* [AIM OF THE EXERCISE] The answer should be a single number: how many lines of the entries below hold the word "white".

:: RECORDS TO USE

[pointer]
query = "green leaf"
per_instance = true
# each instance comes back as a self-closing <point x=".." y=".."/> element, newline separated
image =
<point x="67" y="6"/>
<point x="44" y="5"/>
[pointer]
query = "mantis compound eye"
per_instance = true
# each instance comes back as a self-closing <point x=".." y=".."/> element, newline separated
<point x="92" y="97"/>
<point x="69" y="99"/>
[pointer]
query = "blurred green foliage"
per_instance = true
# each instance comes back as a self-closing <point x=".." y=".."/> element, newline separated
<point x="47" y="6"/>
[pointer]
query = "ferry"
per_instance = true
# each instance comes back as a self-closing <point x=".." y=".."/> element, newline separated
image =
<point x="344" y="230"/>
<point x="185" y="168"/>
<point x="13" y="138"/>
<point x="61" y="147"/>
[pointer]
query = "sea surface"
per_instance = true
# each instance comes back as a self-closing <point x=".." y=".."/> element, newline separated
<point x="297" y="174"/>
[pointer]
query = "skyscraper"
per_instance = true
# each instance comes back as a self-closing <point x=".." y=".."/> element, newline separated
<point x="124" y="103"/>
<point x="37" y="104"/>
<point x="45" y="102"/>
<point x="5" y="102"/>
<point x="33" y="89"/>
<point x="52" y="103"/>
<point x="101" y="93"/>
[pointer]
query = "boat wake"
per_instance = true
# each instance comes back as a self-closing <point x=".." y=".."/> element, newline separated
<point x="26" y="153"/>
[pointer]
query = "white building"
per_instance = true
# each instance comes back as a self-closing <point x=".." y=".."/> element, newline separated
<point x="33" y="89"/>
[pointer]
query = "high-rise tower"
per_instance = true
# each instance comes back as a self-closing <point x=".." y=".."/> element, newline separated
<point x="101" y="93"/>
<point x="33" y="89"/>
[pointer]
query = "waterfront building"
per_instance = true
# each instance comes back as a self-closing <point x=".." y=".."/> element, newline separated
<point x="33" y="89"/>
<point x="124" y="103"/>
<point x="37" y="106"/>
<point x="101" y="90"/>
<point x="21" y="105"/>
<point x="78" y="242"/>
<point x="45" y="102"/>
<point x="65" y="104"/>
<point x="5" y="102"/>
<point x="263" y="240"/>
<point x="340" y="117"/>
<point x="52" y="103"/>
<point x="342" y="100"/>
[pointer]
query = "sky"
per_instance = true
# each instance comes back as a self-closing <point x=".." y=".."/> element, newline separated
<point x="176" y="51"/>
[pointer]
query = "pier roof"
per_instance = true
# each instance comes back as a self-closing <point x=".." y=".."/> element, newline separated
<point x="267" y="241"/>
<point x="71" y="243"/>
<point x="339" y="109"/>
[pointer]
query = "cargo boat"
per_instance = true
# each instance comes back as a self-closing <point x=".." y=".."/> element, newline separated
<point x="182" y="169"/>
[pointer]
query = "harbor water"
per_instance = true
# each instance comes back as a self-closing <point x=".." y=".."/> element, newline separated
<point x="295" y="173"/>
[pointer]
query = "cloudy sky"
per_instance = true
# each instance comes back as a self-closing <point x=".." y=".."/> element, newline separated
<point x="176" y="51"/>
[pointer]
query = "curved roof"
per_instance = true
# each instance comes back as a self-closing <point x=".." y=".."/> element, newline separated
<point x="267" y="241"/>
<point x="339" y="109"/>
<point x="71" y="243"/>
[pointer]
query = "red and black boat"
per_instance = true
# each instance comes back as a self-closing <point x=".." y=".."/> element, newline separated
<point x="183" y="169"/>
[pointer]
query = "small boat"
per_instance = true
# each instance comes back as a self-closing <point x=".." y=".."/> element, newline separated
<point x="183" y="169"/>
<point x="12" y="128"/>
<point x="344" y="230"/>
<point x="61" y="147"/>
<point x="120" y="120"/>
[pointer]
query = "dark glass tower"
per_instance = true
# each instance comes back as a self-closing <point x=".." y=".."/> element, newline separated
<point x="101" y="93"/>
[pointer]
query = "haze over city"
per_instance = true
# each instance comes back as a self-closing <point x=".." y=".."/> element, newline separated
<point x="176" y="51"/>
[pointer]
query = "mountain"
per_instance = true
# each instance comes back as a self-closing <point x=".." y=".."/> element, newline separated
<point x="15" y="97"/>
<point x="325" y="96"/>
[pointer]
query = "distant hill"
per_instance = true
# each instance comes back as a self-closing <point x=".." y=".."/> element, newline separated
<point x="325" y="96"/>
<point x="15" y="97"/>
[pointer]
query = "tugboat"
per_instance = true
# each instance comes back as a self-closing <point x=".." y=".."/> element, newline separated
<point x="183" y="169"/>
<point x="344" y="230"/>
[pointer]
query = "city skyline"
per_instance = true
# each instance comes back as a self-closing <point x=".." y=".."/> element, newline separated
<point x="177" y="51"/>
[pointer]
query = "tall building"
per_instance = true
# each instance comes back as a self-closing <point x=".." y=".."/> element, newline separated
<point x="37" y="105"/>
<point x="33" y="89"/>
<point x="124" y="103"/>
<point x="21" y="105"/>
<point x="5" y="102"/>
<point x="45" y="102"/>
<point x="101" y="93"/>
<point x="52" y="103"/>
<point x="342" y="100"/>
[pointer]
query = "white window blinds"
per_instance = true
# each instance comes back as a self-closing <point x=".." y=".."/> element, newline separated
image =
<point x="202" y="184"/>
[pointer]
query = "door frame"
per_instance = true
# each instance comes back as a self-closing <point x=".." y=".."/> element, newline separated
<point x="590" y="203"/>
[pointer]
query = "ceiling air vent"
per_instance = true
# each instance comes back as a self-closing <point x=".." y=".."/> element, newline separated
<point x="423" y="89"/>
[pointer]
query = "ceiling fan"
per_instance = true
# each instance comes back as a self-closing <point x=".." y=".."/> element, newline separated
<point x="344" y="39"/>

::::

* [RESPONSE TO THIS TASK] 2